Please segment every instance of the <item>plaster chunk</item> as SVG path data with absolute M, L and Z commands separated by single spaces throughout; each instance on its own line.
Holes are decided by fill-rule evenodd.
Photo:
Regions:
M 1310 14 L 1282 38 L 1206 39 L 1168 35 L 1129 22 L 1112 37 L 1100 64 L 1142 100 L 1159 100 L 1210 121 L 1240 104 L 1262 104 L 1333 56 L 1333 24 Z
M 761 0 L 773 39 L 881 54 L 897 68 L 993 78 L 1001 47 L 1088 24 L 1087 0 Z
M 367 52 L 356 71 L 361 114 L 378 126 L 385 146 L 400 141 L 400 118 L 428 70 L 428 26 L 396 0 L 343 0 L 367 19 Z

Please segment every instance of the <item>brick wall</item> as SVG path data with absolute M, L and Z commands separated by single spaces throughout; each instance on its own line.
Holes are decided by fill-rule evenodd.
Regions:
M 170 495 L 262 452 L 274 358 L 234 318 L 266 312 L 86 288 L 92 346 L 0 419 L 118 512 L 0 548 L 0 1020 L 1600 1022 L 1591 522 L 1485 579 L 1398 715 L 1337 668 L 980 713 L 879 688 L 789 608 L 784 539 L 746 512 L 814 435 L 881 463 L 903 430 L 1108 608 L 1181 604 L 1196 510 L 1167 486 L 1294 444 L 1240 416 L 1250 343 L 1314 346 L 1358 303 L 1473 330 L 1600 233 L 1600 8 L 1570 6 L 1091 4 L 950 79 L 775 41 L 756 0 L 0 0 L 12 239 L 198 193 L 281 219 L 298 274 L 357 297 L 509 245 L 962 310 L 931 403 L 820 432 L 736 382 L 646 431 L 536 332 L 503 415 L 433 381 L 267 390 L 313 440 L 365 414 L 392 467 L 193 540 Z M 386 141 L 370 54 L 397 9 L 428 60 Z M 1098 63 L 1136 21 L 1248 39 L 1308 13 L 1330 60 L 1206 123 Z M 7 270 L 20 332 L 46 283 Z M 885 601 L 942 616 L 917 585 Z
○ ○ ○ ○
# Exercise requirements
If a line of the listing contains the word "separated", count it, then state only the total.

# Task response
2